#### Challenge:
Pick out every line in the entries below that contains the string "surface", matching case exactly, and copy each of those lines.

#### Material:
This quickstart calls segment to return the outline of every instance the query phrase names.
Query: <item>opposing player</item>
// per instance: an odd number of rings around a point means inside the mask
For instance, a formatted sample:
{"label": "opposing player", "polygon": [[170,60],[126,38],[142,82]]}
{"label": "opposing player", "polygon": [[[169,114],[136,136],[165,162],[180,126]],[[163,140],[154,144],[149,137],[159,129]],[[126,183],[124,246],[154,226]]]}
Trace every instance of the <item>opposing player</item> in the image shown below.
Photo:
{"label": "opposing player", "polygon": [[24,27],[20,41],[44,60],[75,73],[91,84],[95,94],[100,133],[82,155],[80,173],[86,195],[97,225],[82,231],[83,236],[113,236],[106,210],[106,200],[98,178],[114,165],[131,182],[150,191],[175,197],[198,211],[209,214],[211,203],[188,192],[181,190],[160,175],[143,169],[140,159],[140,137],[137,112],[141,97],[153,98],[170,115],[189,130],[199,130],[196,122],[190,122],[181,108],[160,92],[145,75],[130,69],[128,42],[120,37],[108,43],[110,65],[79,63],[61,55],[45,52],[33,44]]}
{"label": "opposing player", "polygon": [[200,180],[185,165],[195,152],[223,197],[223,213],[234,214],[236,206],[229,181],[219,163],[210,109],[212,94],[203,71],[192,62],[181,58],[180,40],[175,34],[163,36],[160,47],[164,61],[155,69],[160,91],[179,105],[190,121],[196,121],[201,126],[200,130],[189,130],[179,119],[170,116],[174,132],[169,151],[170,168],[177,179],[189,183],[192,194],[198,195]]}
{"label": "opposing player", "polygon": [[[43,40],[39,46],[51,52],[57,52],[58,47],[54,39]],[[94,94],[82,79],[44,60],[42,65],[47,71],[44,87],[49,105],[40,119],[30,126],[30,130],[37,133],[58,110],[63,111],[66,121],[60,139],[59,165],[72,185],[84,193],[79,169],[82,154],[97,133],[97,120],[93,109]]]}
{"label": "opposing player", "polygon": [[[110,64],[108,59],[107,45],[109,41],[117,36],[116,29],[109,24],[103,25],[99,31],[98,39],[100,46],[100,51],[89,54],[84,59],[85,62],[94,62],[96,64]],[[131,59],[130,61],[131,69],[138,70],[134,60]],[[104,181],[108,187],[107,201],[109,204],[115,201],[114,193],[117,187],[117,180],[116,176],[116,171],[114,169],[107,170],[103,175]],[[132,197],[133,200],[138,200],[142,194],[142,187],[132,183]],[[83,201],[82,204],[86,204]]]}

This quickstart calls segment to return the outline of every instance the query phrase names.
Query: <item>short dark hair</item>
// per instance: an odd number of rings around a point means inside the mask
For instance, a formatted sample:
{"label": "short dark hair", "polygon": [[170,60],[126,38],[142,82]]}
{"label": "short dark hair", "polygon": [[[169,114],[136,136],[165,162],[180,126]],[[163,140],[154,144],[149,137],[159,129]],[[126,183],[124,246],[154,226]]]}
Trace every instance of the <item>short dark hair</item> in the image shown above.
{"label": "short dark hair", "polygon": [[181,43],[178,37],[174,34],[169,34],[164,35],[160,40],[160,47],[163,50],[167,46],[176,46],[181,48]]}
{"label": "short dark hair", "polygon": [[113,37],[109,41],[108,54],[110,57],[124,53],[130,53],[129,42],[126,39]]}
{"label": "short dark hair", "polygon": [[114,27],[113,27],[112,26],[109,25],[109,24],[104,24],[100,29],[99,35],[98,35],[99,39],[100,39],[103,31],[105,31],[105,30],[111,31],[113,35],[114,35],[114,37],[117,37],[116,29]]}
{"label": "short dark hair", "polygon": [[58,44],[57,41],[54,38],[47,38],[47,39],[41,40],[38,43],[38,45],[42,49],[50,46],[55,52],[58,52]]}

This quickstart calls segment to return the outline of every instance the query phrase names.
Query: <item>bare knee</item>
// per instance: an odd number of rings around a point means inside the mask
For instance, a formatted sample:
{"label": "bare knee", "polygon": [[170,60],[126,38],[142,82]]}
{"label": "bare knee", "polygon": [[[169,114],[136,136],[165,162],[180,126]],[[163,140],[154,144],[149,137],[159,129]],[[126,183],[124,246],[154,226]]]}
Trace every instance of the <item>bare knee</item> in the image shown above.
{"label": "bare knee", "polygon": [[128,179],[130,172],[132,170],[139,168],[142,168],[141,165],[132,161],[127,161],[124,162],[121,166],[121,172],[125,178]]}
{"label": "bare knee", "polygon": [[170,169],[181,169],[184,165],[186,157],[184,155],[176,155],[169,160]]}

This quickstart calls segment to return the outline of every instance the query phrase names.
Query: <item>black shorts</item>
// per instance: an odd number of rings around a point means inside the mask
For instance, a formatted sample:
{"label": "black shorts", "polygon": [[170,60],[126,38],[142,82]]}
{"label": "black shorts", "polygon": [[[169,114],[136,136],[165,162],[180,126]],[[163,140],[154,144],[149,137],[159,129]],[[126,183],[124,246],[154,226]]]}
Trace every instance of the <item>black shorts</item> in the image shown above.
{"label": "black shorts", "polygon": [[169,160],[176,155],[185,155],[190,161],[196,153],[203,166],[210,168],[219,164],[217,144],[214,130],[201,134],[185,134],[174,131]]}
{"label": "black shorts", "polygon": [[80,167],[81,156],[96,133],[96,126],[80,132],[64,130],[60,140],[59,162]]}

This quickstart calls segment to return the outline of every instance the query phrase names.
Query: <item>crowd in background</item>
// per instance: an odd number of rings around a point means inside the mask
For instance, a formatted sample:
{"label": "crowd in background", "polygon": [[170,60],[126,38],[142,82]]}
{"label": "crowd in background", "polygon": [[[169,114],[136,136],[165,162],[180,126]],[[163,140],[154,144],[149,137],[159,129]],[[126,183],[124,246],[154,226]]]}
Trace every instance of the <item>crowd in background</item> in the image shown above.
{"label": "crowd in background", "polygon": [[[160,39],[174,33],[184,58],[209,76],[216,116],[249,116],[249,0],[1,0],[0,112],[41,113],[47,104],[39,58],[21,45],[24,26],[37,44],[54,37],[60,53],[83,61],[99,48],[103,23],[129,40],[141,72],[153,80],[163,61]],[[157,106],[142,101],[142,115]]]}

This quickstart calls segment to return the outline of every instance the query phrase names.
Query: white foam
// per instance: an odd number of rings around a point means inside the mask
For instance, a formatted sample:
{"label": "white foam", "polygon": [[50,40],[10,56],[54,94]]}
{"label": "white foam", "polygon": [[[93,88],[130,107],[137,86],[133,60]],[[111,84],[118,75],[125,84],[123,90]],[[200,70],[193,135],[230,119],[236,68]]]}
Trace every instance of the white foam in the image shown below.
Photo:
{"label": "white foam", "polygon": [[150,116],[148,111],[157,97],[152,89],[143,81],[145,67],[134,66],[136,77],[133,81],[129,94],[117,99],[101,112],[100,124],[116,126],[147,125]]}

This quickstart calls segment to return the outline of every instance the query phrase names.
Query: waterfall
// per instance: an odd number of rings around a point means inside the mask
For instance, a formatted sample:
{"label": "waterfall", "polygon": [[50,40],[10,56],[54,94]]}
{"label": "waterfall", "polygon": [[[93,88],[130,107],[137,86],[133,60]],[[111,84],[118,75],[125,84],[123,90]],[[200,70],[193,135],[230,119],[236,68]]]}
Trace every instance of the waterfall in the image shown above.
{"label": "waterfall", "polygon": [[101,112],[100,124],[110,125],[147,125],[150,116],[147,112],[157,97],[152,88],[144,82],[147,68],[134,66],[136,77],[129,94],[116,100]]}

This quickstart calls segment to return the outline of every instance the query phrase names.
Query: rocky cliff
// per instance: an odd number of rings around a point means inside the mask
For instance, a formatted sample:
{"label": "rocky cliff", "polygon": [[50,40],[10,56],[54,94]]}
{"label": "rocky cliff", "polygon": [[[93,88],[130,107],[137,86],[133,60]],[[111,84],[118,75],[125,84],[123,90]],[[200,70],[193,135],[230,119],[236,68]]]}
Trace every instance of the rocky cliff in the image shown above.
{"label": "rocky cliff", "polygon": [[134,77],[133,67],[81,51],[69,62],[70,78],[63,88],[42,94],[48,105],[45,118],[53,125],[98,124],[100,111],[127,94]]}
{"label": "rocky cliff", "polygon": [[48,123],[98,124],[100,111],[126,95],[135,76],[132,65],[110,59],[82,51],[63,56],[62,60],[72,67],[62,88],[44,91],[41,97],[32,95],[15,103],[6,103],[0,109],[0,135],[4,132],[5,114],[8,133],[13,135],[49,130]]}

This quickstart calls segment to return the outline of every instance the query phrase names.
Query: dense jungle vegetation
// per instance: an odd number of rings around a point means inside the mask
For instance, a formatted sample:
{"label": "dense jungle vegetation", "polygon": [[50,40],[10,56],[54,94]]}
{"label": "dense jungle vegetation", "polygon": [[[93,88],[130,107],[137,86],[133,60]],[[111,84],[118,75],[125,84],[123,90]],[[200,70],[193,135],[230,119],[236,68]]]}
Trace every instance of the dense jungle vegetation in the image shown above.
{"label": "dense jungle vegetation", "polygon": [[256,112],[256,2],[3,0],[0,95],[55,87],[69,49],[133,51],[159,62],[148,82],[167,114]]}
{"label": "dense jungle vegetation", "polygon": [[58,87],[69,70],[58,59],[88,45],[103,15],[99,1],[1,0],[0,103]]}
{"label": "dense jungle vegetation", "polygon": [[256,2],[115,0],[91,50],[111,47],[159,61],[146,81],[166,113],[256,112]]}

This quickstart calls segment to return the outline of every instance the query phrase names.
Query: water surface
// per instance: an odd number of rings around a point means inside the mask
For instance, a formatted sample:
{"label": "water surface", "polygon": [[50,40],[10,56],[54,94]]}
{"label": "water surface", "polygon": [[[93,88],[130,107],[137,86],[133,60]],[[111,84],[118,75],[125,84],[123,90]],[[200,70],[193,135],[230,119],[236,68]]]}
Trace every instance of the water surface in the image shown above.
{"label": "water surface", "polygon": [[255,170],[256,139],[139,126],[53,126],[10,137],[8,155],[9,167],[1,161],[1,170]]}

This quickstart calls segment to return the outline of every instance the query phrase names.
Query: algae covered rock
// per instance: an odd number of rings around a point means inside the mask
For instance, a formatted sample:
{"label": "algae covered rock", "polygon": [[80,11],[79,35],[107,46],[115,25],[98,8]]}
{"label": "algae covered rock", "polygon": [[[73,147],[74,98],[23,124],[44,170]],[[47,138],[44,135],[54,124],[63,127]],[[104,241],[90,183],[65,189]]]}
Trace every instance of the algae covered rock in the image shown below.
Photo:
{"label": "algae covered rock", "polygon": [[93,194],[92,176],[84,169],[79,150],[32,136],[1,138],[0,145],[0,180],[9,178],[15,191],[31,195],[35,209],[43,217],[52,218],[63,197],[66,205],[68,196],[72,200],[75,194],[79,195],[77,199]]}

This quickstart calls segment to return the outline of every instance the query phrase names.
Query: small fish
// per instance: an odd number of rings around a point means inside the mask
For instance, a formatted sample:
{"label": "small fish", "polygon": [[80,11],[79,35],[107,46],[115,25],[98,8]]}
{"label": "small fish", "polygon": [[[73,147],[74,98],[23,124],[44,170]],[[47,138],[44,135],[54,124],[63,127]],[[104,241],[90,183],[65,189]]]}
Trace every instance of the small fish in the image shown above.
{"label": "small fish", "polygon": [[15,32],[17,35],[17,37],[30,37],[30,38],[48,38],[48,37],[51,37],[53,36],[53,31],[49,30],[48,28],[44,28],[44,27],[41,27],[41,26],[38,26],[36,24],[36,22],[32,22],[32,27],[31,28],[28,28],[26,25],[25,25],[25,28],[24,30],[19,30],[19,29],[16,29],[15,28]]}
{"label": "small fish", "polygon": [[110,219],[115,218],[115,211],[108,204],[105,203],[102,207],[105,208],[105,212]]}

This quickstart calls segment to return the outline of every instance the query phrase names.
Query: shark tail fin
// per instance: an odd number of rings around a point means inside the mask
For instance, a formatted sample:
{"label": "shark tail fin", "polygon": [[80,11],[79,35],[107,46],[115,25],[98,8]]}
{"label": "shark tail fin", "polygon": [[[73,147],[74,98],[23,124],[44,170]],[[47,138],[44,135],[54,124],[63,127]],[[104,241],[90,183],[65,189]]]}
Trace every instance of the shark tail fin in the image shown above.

#### Response below:
Query: water surface
{"label": "water surface", "polygon": [[50,40],[10,56],[54,94]]}
{"label": "water surface", "polygon": [[[93,88],[130,107],[137,86],[133,60]],[[111,84],[118,75],[125,84],[123,90]],[[200,70],[193,135],[230,119],[236,68]]]}
Trace every instance of the water surface in the image shown above.
{"label": "water surface", "polygon": [[255,170],[256,139],[139,126],[53,126],[10,137],[8,155],[9,167],[1,161],[1,170]]}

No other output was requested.